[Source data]
>> begin

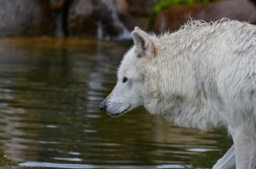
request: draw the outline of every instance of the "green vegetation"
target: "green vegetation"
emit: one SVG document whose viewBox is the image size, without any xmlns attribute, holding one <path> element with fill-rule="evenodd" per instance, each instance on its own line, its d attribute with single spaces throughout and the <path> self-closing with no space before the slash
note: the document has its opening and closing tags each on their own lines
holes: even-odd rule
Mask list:
<svg viewBox="0 0 256 169">
<path fill-rule="evenodd" d="M 184 4 L 184 5 L 194 5 L 199 3 L 209 3 L 219 1 L 221 0 L 167 0 L 160 3 L 153 9 L 152 17 L 156 16 L 159 12 L 163 10 L 167 9 L 172 6 Z"/>
</svg>

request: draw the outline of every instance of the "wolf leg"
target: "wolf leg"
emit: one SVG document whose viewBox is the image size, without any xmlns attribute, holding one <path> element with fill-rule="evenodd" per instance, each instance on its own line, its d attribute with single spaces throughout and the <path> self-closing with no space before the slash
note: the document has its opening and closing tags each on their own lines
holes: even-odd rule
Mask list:
<svg viewBox="0 0 256 169">
<path fill-rule="evenodd" d="M 212 169 L 235 169 L 235 155 L 234 145 L 226 152 L 221 159 L 219 159 Z"/>
<path fill-rule="evenodd" d="M 232 134 L 237 169 L 254 169 L 256 166 L 256 135 L 253 128 L 236 129 Z"/>
</svg>

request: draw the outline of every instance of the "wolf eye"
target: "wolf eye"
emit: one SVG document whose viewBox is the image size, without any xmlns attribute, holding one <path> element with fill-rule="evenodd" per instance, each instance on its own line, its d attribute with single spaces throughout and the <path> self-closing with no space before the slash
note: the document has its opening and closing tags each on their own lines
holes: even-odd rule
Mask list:
<svg viewBox="0 0 256 169">
<path fill-rule="evenodd" d="M 124 77 L 124 78 L 122 78 L 122 83 L 125 83 L 128 81 L 128 78 L 126 77 Z"/>
</svg>

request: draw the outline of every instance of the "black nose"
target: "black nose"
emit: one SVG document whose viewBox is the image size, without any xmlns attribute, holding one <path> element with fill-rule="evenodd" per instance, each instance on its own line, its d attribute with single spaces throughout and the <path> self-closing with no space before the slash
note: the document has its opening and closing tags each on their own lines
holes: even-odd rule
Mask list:
<svg viewBox="0 0 256 169">
<path fill-rule="evenodd" d="M 100 104 L 100 108 L 101 110 L 103 110 L 103 111 L 105 110 L 105 109 L 106 109 L 106 101 L 102 101 Z"/>
</svg>

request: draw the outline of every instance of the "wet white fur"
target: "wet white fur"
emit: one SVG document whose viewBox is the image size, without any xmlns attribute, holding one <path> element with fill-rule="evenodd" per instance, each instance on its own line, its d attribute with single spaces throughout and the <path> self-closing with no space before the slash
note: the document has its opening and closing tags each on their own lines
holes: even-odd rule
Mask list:
<svg viewBox="0 0 256 169">
<path fill-rule="evenodd" d="M 179 126 L 226 127 L 235 148 L 214 168 L 254 168 L 256 26 L 195 21 L 159 37 L 138 28 L 132 34 L 135 46 L 121 63 L 107 111 L 144 106 Z"/>
</svg>

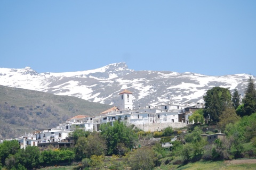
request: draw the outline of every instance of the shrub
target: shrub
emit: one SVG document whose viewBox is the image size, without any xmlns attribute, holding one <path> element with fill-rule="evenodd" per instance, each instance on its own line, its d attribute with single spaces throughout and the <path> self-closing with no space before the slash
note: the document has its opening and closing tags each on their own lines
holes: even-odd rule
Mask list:
<svg viewBox="0 0 256 170">
<path fill-rule="evenodd" d="M 161 138 L 163 136 L 162 132 L 154 132 L 153 134 L 154 138 Z"/>
</svg>

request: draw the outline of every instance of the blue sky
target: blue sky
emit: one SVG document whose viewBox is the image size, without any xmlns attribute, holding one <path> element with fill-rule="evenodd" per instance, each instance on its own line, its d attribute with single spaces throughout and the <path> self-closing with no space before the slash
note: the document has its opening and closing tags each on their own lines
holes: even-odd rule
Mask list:
<svg viewBox="0 0 256 170">
<path fill-rule="evenodd" d="M 0 67 L 256 75 L 256 1 L 1 1 Z"/>
</svg>

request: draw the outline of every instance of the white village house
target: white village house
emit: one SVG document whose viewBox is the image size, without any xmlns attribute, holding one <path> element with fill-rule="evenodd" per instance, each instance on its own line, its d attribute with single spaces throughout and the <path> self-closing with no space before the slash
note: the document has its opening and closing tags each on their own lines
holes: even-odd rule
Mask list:
<svg viewBox="0 0 256 170">
<path fill-rule="evenodd" d="M 74 143 L 69 138 L 69 134 L 75 129 L 99 131 L 100 124 L 113 125 L 116 121 L 123 122 L 127 125 L 134 124 L 145 131 L 161 131 L 169 126 L 182 128 L 189 124 L 188 117 L 192 115 L 193 112 L 202 107 L 200 104 L 195 106 L 169 104 L 158 107 L 139 106 L 135 108 L 133 99 L 132 92 L 124 90 L 119 94 L 117 102 L 118 106 L 102 112 L 98 116 L 77 115 L 55 128 L 28 134 L 17 140 L 21 148 L 25 148 L 26 145 L 44 147 L 50 144 L 54 147 L 72 147 Z"/>
</svg>

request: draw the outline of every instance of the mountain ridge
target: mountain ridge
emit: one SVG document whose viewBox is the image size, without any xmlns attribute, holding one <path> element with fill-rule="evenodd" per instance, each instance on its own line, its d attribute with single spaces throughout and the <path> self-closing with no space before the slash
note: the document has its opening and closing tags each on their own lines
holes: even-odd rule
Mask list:
<svg viewBox="0 0 256 170">
<path fill-rule="evenodd" d="M 243 94 L 246 74 L 210 76 L 195 73 L 134 71 L 125 63 L 91 70 L 38 73 L 29 67 L 0 68 L 0 84 L 67 95 L 108 105 L 118 105 L 118 93 L 124 89 L 133 92 L 135 106 L 166 103 L 202 102 L 207 90 L 215 86 L 237 88 Z"/>
</svg>

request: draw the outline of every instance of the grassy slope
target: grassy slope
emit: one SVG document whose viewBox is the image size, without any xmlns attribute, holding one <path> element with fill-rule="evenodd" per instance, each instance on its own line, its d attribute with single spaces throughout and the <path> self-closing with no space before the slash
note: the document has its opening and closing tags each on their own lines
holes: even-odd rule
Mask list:
<svg viewBox="0 0 256 170">
<path fill-rule="evenodd" d="M 75 97 L 0 86 L 0 139 L 53 128 L 77 115 L 98 115 L 111 107 Z"/>
<path fill-rule="evenodd" d="M 166 165 L 155 167 L 154 169 L 187 169 L 187 170 L 203 170 L 203 169 L 255 169 L 255 164 L 230 164 L 224 161 L 217 162 L 197 162 L 194 163 L 189 163 L 186 165 Z"/>
</svg>

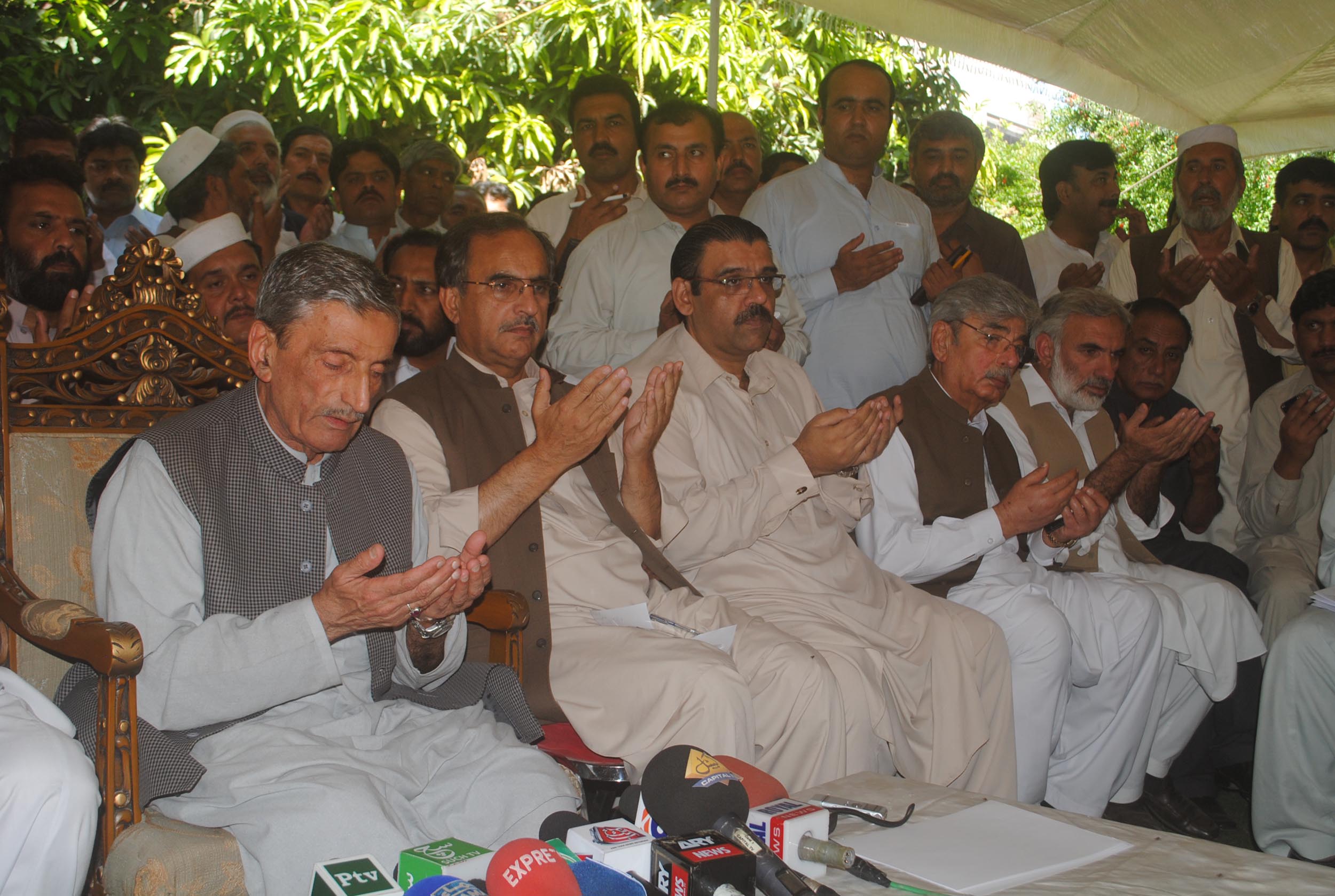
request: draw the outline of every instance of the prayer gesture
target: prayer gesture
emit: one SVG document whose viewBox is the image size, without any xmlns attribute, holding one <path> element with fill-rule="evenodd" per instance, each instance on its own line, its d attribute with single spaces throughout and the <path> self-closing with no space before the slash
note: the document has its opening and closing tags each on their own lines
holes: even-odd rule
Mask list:
<svg viewBox="0 0 1335 896">
<path fill-rule="evenodd" d="M 1172 302 L 1179 308 L 1196 300 L 1196 295 L 1210 282 L 1210 266 L 1200 255 L 1184 258 L 1176 264 L 1169 259 L 1172 251 L 1164 250 L 1159 263 L 1159 296 Z"/>
<path fill-rule="evenodd" d="M 1316 441 L 1335 419 L 1335 401 L 1319 390 L 1299 393 L 1279 421 L 1279 457 L 1275 473 L 1284 479 L 1298 479 L 1303 466 L 1316 453 Z"/>
<path fill-rule="evenodd" d="M 992 510 L 1001 523 L 1001 537 L 1011 538 L 1035 531 L 1056 519 L 1076 493 L 1077 475 L 1067 470 L 1048 479 L 1049 465 L 1040 463 L 1029 475 L 1011 486 Z"/>
<path fill-rule="evenodd" d="M 565 398 L 551 403 L 551 374 L 538 371 L 533 395 L 533 447 L 562 473 L 594 453 L 630 403 L 625 367 L 591 371 Z"/>
<path fill-rule="evenodd" d="M 474 538 L 477 535 L 469 541 L 473 542 Z M 407 572 L 372 578 L 371 573 L 383 562 L 384 547 L 371 545 L 335 566 L 320 590 L 311 597 L 311 605 L 324 625 L 330 644 L 358 632 L 406 625 L 413 608 L 426 612 L 426 608 L 433 608 L 442 597 L 453 596 L 463 576 L 474 580 L 474 573 L 463 569 L 458 557 L 433 557 Z M 485 568 L 478 570 L 478 577 L 482 569 Z M 490 577 L 490 570 L 486 576 Z"/>
<path fill-rule="evenodd" d="M 1093 264 L 1081 264 L 1075 262 L 1073 264 L 1067 264 L 1061 268 L 1061 274 L 1057 275 L 1057 288 L 1071 290 L 1076 287 L 1093 288 L 1099 286 L 1103 280 L 1103 262 L 1095 262 Z"/>
<path fill-rule="evenodd" d="M 607 191 L 609 196 L 615 196 L 621 192 L 619 186 L 613 186 Z M 575 187 L 575 202 L 582 202 L 583 204 L 578 208 L 570 210 L 570 223 L 566 224 L 566 234 L 563 240 L 579 240 L 598 230 L 603 224 L 617 220 L 626 214 L 626 203 L 630 202 L 630 194 L 623 195 L 621 199 L 613 199 L 611 202 L 603 202 L 601 198 L 595 198 L 589 192 L 589 187 L 579 184 Z"/>
<path fill-rule="evenodd" d="M 1215 421 L 1215 413 L 1202 414 L 1195 407 L 1184 407 L 1167 421 L 1156 417 L 1147 421 L 1149 406 L 1140 405 L 1128 418 L 1121 418 L 1121 446 L 1140 465 L 1164 466 L 1187 454 Z"/>
<path fill-rule="evenodd" d="M 830 475 L 878 457 L 902 419 L 898 398 L 893 406 L 877 397 L 857 410 L 833 407 L 808 421 L 793 447 L 813 477 Z"/>
<path fill-rule="evenodd" d="M 858 234 L 838 250 L 830 274 L 834 275 L 834 286 L 840 292 L 853 292 L 870 286 L 904 260 L 904 250 L 894 248 L 894 240 L 888 239 L 866 248 L 857 248 L 865 239 L 864 234 Z"/>
<path fill-rule="evenodd" d="M 672 419 L 672 407 L 677 401 L 677 386 L 681 385 L 682 362 L 674 361 L 662 367 L 649 371 L 645 381 L 645 391 L 639 399 L 626 411 L 626 422 L 622 423 L 622 451 L 626 458 L 647 458 L 654 453 L 654 446 L 668 429 Z"/>
<path fill-rule="evenodd" d="M 1056 547 L 1064 541 L 1084 538 L 1103 522 L 1103 515 L 1108 513 L 1108 499 L 1097 489 L 1084 486 L 1073 495 L 1061 511 L 1061 529 L 1044 531 L 1043 541 L 1049 547 Z"/>
</svg>

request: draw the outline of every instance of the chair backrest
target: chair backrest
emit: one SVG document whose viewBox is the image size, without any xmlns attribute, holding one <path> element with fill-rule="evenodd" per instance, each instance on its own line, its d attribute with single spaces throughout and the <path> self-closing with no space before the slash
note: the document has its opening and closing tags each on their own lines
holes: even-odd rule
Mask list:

>> end

Work to complete: Format the data above as a Markdown table with the columns Row and Line, starting with the line that contains "request: draw the outline of every instance of the prayer" and going on through the line that contains "1093 264 L 1081". Number the rows in order and leave out any blank lines.

Result below:
| Row | Line |
|---|---|
| 1 | request: draw the outline of every instance of the prayer gesture |
| 2 | target: prayer gesture |
| 3 | emit: one SVG document whose viewBox is the image size, without any xmlns attribute, holding one <path> element with fill-rule="evenodd" per instance, each instance on its own line, its d attribute with single spaces throughout and the <path> self-closing with no space before the slash |
| 4 | note: the document has its opening and closing tags each on their own lines |
| 5 | holes: even-odd rule |
| 6 | Mask list: |
| 7 | <svg viewBox="0 0 1335 896"> |
| 8 | <path fill-rule="evenodd" d="M 1172 302 L 1179 308 L 1196 300 L 1196 295 L 1210 282 L 1210 266 L 1200 255 L 1184 258 L 1176 264 L 1169 259 L 1172 251 L 1164 250 L 1159 263 L 1159 296 Z"/> |
| 9 | <path fill-rule="evenodd" d="M 1316 441 L 1335 419 L 1335 401 L 1319 390 L 1299 393 L 1279 421 L 1279 457 L 1275 473 L 1284 479 L 1298 479 L 1303 466 L 1316 453 Z"/> |
| 10 | <path fill-rule="evenodd" d="M 992 510 L 1001 523 L 1001 537 L 1011 538 L 1035 531 L 1056 519 L 1076 493 L 1077 475 L 1067 470 L 1048 479 L 1049 465 L 1040 463 L 1029 475 L 1011 486 Z"/> |
| 11 | <path fill-rule="evenodd" d="M 565 398 L 551 403 L 551 374 L 538 371 L 533 395 L 533 447 L 562 473 L 594 453 L 630 403 L 625 367 L 591 371 Z"/> |
| 12 | <path fill-rule="evenodd" d="M 474 538 L 477 535 L 469 541 L 473 542 Z M 407 572 L 372 578 L 371 573 L 383 562 L 384 547 L 371 545 L 335 566 L 320 590 L 311 597 L 311 605 L 324 625 L 330 644 L 358 632 L 406 625 L 413 608 L 426 612 L 426 608 L 433 608 L 442 597 L 453 596 L 463 576 L 474 580 L 474 573 L 463 569 L 458 557 L 433 557 Z M 485 568 L 478 570 L 478 577 L 482 569 Z M 490 577 L 490 570 L 486 576 Z"/> |
| 13 | <path fill-rule="evenodd" d="M 1093 264 L 1081 264 L 1075 262 L 1073 264 L 1067 264 L 1061 268 L 1061 274 L 1057 275 L 1057 288 L 1071 290 L 1076 287 L 1093 288 L 1099 286 L 1103 280 L 1103 262 L 1095 262 Z"/> |